## Begin TASK DATA

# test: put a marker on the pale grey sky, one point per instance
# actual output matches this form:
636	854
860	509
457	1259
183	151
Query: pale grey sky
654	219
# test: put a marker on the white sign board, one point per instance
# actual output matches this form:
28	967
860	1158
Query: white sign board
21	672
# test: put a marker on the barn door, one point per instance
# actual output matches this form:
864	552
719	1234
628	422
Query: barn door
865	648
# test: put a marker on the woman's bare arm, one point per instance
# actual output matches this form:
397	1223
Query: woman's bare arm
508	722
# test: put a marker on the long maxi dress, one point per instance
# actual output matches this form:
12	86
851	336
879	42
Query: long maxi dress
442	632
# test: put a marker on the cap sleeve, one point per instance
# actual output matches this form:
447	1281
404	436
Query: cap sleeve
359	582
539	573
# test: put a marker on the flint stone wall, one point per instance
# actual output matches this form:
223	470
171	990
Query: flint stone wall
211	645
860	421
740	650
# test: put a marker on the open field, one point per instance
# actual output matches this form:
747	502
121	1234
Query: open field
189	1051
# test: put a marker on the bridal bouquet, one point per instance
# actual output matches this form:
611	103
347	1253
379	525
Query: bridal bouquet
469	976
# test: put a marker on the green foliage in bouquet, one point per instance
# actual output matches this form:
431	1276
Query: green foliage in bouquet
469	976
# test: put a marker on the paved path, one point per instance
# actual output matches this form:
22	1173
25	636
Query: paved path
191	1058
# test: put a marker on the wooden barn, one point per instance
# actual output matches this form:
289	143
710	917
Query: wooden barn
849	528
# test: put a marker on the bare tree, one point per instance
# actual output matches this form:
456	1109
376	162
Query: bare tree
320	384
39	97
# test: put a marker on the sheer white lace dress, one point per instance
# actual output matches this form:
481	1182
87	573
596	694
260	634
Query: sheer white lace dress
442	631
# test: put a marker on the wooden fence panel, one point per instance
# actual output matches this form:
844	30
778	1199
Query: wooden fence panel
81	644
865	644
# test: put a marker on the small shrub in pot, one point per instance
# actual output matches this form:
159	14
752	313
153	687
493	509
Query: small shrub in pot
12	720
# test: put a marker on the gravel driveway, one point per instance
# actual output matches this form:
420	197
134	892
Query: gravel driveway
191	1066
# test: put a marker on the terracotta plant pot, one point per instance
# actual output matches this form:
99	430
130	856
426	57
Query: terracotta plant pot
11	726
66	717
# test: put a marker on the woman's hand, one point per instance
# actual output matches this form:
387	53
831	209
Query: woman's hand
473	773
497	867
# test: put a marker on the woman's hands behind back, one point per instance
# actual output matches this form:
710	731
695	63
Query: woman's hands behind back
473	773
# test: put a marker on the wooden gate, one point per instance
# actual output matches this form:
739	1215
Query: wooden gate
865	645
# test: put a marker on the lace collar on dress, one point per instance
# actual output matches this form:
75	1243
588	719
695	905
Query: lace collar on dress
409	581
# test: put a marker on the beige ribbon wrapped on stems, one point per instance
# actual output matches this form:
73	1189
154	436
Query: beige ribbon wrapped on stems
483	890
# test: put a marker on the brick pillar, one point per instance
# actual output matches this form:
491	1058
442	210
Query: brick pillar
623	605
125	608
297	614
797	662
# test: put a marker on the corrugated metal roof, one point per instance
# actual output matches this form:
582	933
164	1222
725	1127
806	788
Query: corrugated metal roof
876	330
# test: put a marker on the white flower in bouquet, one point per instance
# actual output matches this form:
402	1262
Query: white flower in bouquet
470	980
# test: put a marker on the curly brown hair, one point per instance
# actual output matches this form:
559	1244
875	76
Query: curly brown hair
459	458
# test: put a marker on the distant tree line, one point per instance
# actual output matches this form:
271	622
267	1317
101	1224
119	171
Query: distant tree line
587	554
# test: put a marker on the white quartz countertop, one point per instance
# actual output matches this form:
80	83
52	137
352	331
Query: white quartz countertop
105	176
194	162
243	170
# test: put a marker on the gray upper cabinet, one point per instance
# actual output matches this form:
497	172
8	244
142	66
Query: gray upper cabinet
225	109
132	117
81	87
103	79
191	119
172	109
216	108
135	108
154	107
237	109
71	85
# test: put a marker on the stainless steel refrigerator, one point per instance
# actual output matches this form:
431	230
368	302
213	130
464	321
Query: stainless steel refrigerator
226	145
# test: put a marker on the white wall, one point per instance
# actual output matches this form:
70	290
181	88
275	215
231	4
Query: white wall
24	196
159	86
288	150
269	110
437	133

## End TASK DATA

**WORK INSTRUCTIONS**
Scale the material from the line with "# test: put a marker on the gray" through the end, and write out every one of those lines again, requests included. Multiply only the answer point coordinates by 1.9 and round them to whole numbers, halves up, leaving the numbers in the requests and their format samples as they are.

**SOLUTION TO THIS EXERCISE**
# test: put a marker on the gray upper cabinet, one point per instance
# actual output matches this form:
497	172
8	244
142	66
Query: gray upper cabinet
428	207
251	222
154	165
196	150
363	226
327	207
410	205
257	205
293	203
450	207
135	162
# test: put a marker on the stainless steel refrigerator, one point per instance
# actual output matches this form:
431	230
368	302
213	130
464	321
Query: stainless steel refrigerator
429	276
# test: put a marker on the white wall, one point per instance
# actual output matches this form:
70	290
181	88
275	215
231	4
Query: white wall
46	372
302	163
547	285
511	209
830	253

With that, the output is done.